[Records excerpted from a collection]
-- START --

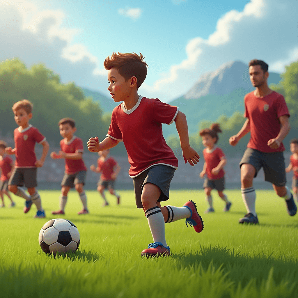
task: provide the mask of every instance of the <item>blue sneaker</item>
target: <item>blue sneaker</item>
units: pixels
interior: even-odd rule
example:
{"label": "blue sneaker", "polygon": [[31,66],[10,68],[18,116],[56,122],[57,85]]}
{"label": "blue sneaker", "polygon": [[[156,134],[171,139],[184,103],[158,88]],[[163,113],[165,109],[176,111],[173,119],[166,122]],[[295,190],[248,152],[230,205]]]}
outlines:
{"label": "blue sneaker", "polygon": [[44,218],[46,217],[46,214],[44,213],[44,210],[42,211],[38,211],[36,215],[33,217],[34,218]]}
{"label": "blue sneaker", "polygon": [[294,198],[293,195],[291,194],[291,196],[290,198],[288,200],[285,200],[286,204],[287,204],[287,210],[289,215],[291,216],[295,215],[297,212],[297,207],[294,201]]}

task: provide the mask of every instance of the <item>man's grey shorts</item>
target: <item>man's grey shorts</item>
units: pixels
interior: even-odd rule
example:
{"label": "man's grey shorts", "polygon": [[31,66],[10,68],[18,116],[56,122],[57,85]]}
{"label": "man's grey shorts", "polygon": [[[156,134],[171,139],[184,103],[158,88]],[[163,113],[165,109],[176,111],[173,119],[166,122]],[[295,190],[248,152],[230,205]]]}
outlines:
{"label": "man's grey shorts", "polygon": [[211,180],[205,178],[203,184],[203,188],[210,188],[216,189],[218,191],[222,191],[225,189],[224,177],[216,180]]}
{"label": "man's grey shorts", "polygon": [[162,192],[158,202],[169,199],[170,185],[174,177],[175,169],[169,166],[157,164],[133,178],[136,203],[138,208],[143,208],[141,196],[143,187],[146,183],[152,183],[159,188]]}
{"label": "man's grey shorts", "polygon": [[8,181],[8,185],[31,188],[37,186],[37,168],[15,168]]}
{"label": "man's grey shorts", "polygon": [[76,184],[79,183],[82,183],[83,185],[85,185],[86,171],[81,171],[71,175],[64,174],[61,182],[61,186],[68,186],[72,188]]}
{"label": "man's grey shorts", "polygon": [[5,181],[0,181],[0,190],[5,191],[7,190],[7,187],[8,185],[8,180]]}
{"label": "man's grey shorts", "polygon": [[263,167],[265,181],[277,186],[285,185],[285,165],[283,152],[268,153],[247,148],[239,164],[240,168],[243,164],[249,164],[254,166],[256,170],[255,177]]}

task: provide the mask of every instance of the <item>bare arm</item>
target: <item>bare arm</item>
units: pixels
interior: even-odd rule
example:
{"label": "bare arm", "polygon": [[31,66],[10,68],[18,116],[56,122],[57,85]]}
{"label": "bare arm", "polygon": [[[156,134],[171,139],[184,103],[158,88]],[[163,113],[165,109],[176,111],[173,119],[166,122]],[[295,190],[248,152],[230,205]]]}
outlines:
{"label": "bare arm", "polygon": [[194,165],[193,164],[196,164],[198,162],[200,156],[190,145],[186,117],[183,113],[179,111],[174,121],[176,122],[176,128],[179,135],[180,145],[184,161],[185,163],[188,161],[190,164],[193,166]]}
{"label": "bare arm", "polygon": [[239,131],[236,135],[232,136],[229,140],[230,145],[232,146],[235,146],[240,139],[246,135],[248,134],[250,131],[250,125],[249,119],[247,119],[244,123],[242,128]]}

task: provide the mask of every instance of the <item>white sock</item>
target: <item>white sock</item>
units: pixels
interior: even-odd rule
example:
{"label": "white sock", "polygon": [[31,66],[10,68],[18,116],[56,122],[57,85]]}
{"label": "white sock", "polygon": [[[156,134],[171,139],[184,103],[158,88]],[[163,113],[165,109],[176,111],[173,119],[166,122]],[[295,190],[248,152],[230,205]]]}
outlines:
{"label": "white sock", "polygon": [[28,195],[19,186],[18,187],[18,190],[15,194],[18,197],[21,197],[21,198],[25,199],[26,201],[30,201],[31,200],[31,197]]}
{"label": "white sock", "polygon": [[83,204],[84,207],[84,209],[86,210],[88,210],[87,208],[87,197],[86,196],[86,194],[83,190],[79,194],[80,195],[80,198],[82,201],[82,203]]}
{"label": "white sock", "polygon": [[252,213],[255,216],[256,213],[256,192],[253,186],[241,189],[241,195],[247,213]]}
{"label": "white sock", "polygon": [[41,207],[41,200],[37,190],[31,196],[31,199],[36,206],[38,211],[44,211]]}
{"label": "white sock", "polygon": [[179,219],[188,218],[190,217],[190,211],[187,207],[175,207],[175,206],[165,206],[169,214],[167,223],[173,222]]}
{"label": "white sock", "polygon": [[210,208],[213,209],[213,202],[212,201],[212,196],[211,195],[205,195],[205,198],[206,199],[207,202],[209,204]]}
{"label": "white sock", "polygon": [[291,192],[290,191],[290,190],[289,189],[288,187],[287,186],[285,187],[285,188],[287,190],[287,192],[285,194],[285,195],[283,197],[285,200],[288,200],[289,199],[291,198],[291,197],[292,196],[292,194],[291,193]]}
{"label": "white sock", "polygon": [[63,195],[61,193],[60,195],[60,209],[64,211],[67,201],[67,196]]}
{"label": "white sock", "polygon": [[150,208],[146,210],[145,214],[153,242],[161,242],[164,246],[167,247],[164,234],[164,219],[160,208],[157,206]]}

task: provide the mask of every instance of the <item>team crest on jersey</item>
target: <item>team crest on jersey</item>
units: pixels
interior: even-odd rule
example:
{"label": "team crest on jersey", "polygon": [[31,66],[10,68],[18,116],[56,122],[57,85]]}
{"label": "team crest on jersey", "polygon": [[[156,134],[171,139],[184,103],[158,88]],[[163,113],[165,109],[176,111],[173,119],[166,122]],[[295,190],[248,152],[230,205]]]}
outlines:
{"label": "team crest on jersey", "polygon": [[269,105],[268,103],[266,103],[264,105],[264,110],[266,112],[268,111],[268,109],[269,108]]}

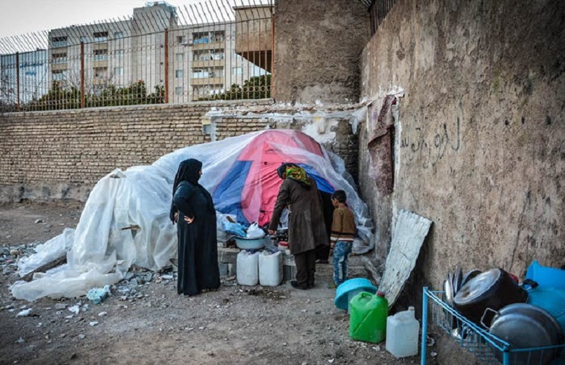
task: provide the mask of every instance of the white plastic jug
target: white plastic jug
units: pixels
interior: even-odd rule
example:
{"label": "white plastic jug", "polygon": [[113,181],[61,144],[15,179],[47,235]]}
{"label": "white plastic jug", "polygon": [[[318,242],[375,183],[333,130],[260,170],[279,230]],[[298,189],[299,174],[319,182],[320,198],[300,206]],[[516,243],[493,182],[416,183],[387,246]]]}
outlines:
{"label": "white plastic jug", "polygon": [[243,250],[238,253],[236,269],[238,284],[252,286],[259,282],[259,253]]}
{"label": "white plastic jug", "polygon": [[414,307],[387,318],[387,351],[396,357],[418,355],[420,323],[414,317]]}
{"label": "white plastic jug", "polygon": [[267,250],[259,255],[259,284],[276,286],[282,281],[282,253],[271,253]]}

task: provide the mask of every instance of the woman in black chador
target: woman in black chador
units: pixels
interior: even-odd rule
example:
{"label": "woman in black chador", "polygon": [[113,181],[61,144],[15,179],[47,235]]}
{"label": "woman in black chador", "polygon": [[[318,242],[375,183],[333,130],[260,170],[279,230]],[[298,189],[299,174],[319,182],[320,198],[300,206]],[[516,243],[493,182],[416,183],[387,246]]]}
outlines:
{"label": "woman in black chador", "polygon": [[174,178],[170,218],[177,222],[179,294],[194,295],[220,287],[216,210],[212,196],[198,184],[202,163],[181,163]]}

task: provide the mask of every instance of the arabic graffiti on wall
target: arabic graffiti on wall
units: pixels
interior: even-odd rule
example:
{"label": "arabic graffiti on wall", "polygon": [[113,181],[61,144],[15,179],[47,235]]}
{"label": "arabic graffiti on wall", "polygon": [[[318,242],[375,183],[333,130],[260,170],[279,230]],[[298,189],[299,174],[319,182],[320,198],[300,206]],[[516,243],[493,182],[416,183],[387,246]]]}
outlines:
{"label": "arabic graffiti on wall", "polygon": [[460,121],[459,117],[453,128],[442,125],[435,135],[427,134],[422,127],[404,129],[400,148],[407,152],[409,161],[417,161],[422,167],[428,169],[438,164],[450,151],[457,152],[461,147]]}

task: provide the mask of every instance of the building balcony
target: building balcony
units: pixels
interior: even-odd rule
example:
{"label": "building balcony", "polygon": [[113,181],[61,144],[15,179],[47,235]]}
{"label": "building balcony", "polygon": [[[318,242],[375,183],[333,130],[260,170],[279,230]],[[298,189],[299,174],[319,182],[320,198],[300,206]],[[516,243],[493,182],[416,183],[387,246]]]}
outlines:
{"label": "building balcony", "polygon": [[221,76],[203,77],[190,79],[190,85],[193,86],[201,85],[223,85],[223,78]]}
{"label": "building balcony", "polygon": [[51,70],[52,71],[58,71],[59,70],[68,70],[69,68],[69,65],[66,62],[64,63],[52,63],[51,64]]}
{"label": "building balcony", "polygon": [[105,78],[94,77],[92,79],[92,85],[107,85],[108,81]]}
{"label": "building balcony", "polygon": [[93,61],[92,67],[108,67],[108,60]]}
{"label": "building balcony", "polygon": [[92,50],[107,50],[107,49],[108,49],[107,42],[104,42],[104,43],[92,43]]}
{"label": "building balcony", "polygon": [[214,41],[212,42],[209,42],[207,43],[194,43],[192,45],[192,50],[193,51],[198,51],[201,50],[217,50],[218,48],[223,49],[225,48],[224,45],[225,42],[224,41]]}
{"label": "building balcony", "polygon": [[191,67],[194,68],[219,67],[224,65],[224,60],[193,61]]}

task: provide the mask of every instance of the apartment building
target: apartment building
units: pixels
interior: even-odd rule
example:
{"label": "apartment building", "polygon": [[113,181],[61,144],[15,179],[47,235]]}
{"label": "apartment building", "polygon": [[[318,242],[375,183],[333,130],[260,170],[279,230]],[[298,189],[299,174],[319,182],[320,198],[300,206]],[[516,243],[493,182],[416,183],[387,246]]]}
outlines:
{"label": "apartment building", "polygon": [[6,103],[28,103],[48,89],[48,52],[37,50],[0,55],[0,98]]}
{"label": "apartment building", "polygon": [[181,25],[176,8],[152,2],[130,19],[49,32],[48,84],[96,94],[142,81],[170,103],[209,97],[267,72],[236,54],[234,21]]}

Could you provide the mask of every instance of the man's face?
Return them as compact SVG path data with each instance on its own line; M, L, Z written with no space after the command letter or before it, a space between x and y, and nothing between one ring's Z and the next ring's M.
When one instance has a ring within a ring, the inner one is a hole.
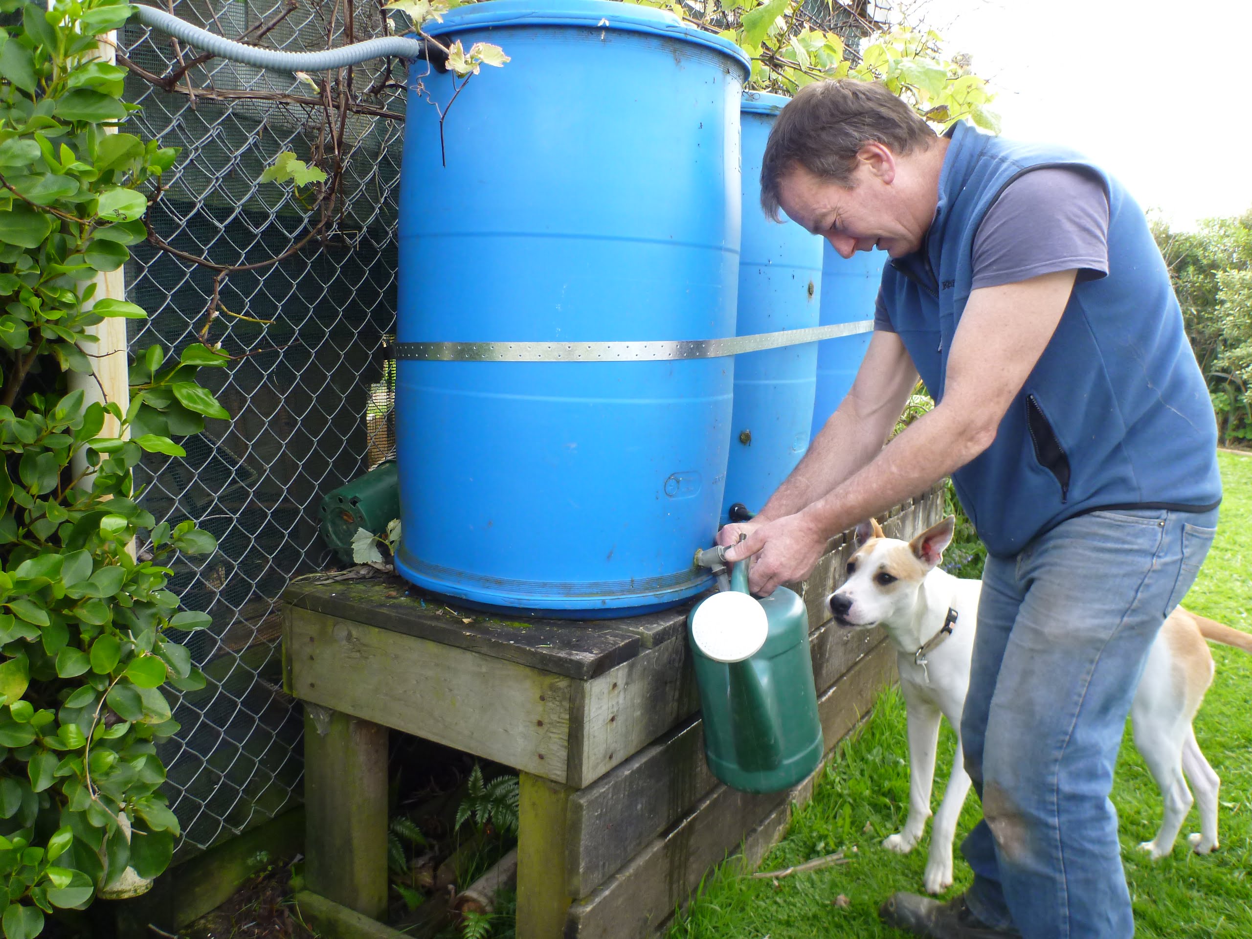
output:
M851 188L795 167L779 185L779 203L791 220L820 234L840 257L878 248L903 258L921 247L925 227L908 212L898 179L890 151L871 145L858 155Z

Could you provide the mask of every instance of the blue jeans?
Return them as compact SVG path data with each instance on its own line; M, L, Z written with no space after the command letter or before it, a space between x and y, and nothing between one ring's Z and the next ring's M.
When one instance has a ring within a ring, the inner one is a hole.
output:
M965 767L983 820L967 901L1027 939L1134 933L1109 801L1148 649L1208 553L1217 511L1093 512L988 557Z

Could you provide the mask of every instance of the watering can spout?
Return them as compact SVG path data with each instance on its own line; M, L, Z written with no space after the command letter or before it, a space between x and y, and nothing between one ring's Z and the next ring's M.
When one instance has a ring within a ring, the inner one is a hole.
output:
M689 617L705 725L705 756L722 782L749 793L788 789L823 754L804 602L780 587L757 600L749 561L729 588Z

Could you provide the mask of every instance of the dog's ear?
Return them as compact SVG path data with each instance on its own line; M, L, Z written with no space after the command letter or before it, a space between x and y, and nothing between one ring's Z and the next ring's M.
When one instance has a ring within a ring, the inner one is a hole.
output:
M861 547L868 543L871 538L885 538L883 535L883 526L878 523L876 518L870 518L868 522L861 522L856 526L856 546Z
M944 548L952 543L952 533L957 527L957 516L948 516L909 542L913 555L926 567L934 567L943 560Z

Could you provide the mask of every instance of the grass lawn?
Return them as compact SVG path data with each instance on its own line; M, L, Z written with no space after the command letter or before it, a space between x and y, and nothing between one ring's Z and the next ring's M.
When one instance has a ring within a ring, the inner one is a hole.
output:
M1217 542L1186 606L1252 632L1252 454L1219 453L1226 498ZM1156 864L1138 851L1156 834L1161 796L1129 731L1113 786L1121 816L1122 859L1134 899L1138 936L1252 936L1252 657L1213 646L1217 676L1196 719L1196 736L1222 777L1218 835L1221 848L1201 858L1187 846L1198 829L1192 810L1173 855ZM800 809L788 836L761 870L777 870L844 848L853 863L784 880L751 880L727 868L709 878L670 938L816 939L818 936L900 936L879 923L878 906L895 890L921 891L929 829L913 854L896 855L881 840L903 824L909 769L904 700L890 689L855 740L845 741L819 781L811 803ZM952 766L955 737L944 725L933 805L938 808ZM970 791L957 844L980 818ZM855 854L851 854L855 851ZM970 879L955 855L954 896Z

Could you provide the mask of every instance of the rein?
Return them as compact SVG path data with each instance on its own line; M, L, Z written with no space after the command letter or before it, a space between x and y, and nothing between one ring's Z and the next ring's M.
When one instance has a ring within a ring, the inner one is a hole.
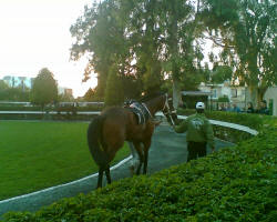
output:
M175 110L171 111L171 108L170 108L170 104L168 104L170 100L172 100L172 98L168 98L167 93L165 93L165 102L164 102L164 108L163 108L162 111L163 111L164 115L167 115L167 120L170 120L170 123L172 125L175 125L175 123L174 123L174 121L172 119L172 112L176 113L176 111ZM165 111L165 109L167 109L167 111Z

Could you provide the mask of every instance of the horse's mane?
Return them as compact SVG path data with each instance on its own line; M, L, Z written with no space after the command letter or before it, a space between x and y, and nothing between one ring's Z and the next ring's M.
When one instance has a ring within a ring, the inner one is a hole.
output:
M163 92L153 92L153 93L146 94L146 95L142 97L141 99L138 99L138 102L147 102L147 101L150 101L154 98L158 98L163 94L164 94Z

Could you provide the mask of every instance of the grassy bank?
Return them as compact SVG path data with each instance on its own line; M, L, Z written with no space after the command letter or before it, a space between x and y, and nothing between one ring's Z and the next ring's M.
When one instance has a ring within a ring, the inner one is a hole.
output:
M88 125L84 122L1 121L0 200L96 172L86 144ZM114 162L127 154L129 149L122 149Z
M35 213L10 213L4 221L274 221L277 119L265 118L261 125L257 137L236 147L151 176L116 181Z

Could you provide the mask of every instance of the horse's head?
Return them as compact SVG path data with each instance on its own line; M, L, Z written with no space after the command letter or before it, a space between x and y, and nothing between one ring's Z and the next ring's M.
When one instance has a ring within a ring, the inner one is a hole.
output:
M164 108L162 111L171 125L177 124L178 118L176 114L176 110L173 107L173 99L172 97L168 97L167 93L165 94Z

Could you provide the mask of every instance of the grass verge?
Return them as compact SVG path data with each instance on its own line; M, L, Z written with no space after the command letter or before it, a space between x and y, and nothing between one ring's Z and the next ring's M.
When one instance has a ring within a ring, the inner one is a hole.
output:
M0 200L74 181L98 172L85 122L0 123ZM115 162L127 157L117 152Z

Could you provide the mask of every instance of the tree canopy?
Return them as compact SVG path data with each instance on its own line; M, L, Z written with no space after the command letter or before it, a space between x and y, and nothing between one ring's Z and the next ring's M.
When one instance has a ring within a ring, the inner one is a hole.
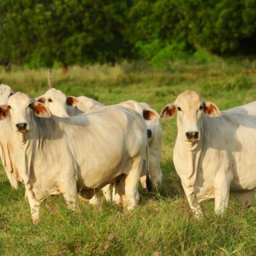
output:
M0 60L34 67L256 49L256 0L2 0L0 15Z

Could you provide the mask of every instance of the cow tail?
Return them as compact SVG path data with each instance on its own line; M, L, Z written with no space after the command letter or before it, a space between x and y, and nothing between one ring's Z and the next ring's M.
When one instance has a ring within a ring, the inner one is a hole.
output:
M147 176L146 178L146 186L149 192L152 189L152 184L149 176L149 150L148 148L148 139L147 136L147 147L146 147L146 154L147 155Z

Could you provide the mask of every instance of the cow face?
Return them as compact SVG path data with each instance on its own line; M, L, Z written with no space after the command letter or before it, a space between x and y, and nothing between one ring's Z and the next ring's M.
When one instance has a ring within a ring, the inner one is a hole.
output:
M205 101L199 94L190 91L180 94L173 103L166 105L160 115L163 118L171 118L177 111L178 132L184 140L193 145L200 140L204 112L211 117L221 116L215 104Z
M0 85L0 105L4 105L7 103L10 96L14 94L12 88L3 84Z
M0 106L0 120L10 115L14 130L24 133L30 130L32 112L40 117L49 117L52 115L43 104L18 92L10 97L6 105Z
M69 99L70 97L68 98L69 101L71 100ZM74 97L72 98L75 99ZM36 100L44 104L55 116L60 117L69 116L67 112L67 105L68 103L67 98L60 91L53 88L36 99ZM74 100L74 101L75 100Z

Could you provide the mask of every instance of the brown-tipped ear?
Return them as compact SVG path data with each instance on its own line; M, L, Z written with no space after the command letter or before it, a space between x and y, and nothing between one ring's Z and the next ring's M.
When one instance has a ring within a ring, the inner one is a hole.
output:
M37 101L41 102L41 103L42 103L43 104L45 104L45 98L44 98L44 97L41 97L41 98L39 98L39 99L37 99L37 100L36 100Z
M42 103L35 101L31 104L31 108L35 114L40 117L50 117L52 116L51 111Z
M76 97L68 96L67 97L66 103L68 106L75 107L77 106L80 103L79 100Z
M212 102L203 101L203 107L204 113L208 116L213 117L214 116L220 116L221 115L220 109Z
M160 117L164 119L169 119L174 116L176 113L177 108L173 104L167 104L162 110Z
M6 105L0 106L0 120L3 120L9 114L9 108Z
M157 117L157 115L149 109L143 110L143 117L145 120L152 120ZM158 116L159 118L159 116Z

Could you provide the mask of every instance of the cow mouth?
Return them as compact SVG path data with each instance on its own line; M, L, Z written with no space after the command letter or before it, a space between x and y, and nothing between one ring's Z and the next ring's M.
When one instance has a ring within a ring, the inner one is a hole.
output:
M189 140L186 140L186 141L188 141L188 142L194 143L196 143L196 142L198 142L200 141L200 139L195 139L195 138L192 138L191 139L190 139Z

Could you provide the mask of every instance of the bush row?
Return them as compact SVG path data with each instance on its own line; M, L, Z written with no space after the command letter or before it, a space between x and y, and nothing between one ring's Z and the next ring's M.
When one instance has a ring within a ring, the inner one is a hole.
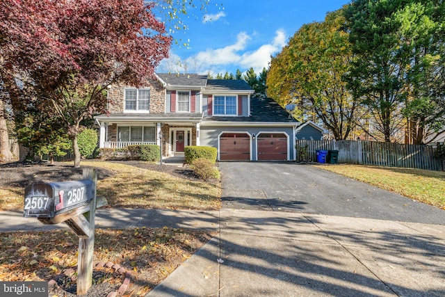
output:
M191 145L184 148L184 154L187 164L191 164L197 159L205 159L215 163L218 151L216 147Z
M156 145L129 145L122 149L101 148L99 158L102 160L140 160L158 161L159 146Z

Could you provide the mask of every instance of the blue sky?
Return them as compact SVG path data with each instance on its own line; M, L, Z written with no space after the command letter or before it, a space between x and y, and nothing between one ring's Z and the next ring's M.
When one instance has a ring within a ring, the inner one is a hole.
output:
M326 13L349 2L211 0L205 14L190 10L181 17L188 29L172 33L179 44L172 46L170 58L156 71L234 74L237 69L245 72L253 67L259 74L302 24L323 21Z

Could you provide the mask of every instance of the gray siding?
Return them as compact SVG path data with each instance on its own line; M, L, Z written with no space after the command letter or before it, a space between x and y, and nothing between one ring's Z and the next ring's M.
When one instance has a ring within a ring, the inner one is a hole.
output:
M247 117L249 115L249 99L247 95L243 96L242 101L242 108L243 108L243 116Z
M221 133L223 132L245 132L250 135L254 134L255 136L261 132L281 132L285 133L289 136L288 156L289 160L295 160L294 151L294 139L293 127L201 127L200 132L200 145L210 146L218 147L218 138ZM252 143L252 160L257 160L257 142L253 141Z
M309 125L302 127L296 135L297 139L306 141L320 141L322 137L323 133Z
M202 109L201 109L201 93L198 91L196 91L196 95L195 96L195 98L196 99L196 112L197 113L200 113Z

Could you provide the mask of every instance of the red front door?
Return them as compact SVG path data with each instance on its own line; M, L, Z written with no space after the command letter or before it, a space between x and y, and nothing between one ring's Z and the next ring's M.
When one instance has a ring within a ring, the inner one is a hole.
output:
M184 152L185 131L176 131L176 152Z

-- END --

> _What needs to be done_: Reproduce the records from the line containing "Could you provide the mask of every instance of the grassy" up to and including the line containing "M164 108L162 111L171", substituting "horse's mane" for "horse's head" and leaving all else unchanged.

> _Response below_:
Could you provide the mask of every instance of the grassy bank?
Return them as compact SVG path data with each instance on its own line; M, L, Z written with no space after the command letter or before it, a space between x and y, and nothing between one ring's Z and the next ring's M.
When one instance has a ring within a ring, the inner one is a hole.
output:
M88 125L84 122L1 121L0 200L96 172L86 144ZM114 162L127 154L129 149L122 149Z
M35 213L10 213L4 221L274 221L277 119L265 118L261 125L257 137L236 147L151 176L116 181Z

Could you provide the mask of every instance of the horse's mane?
Return them as compact SVG path data with each instance on its own line; M, L, Z written with no space after the command letter or before it, a space between x and y, and nothing between one ring's Z and the next ring's M.
When one instance has a ring within a ring, the inner one is a hole.
output:
M164 108L162 111L171 125L177 124L178 118L176 114L176 110L173 107L173 99L172 97L168 97L167 93L165 94Z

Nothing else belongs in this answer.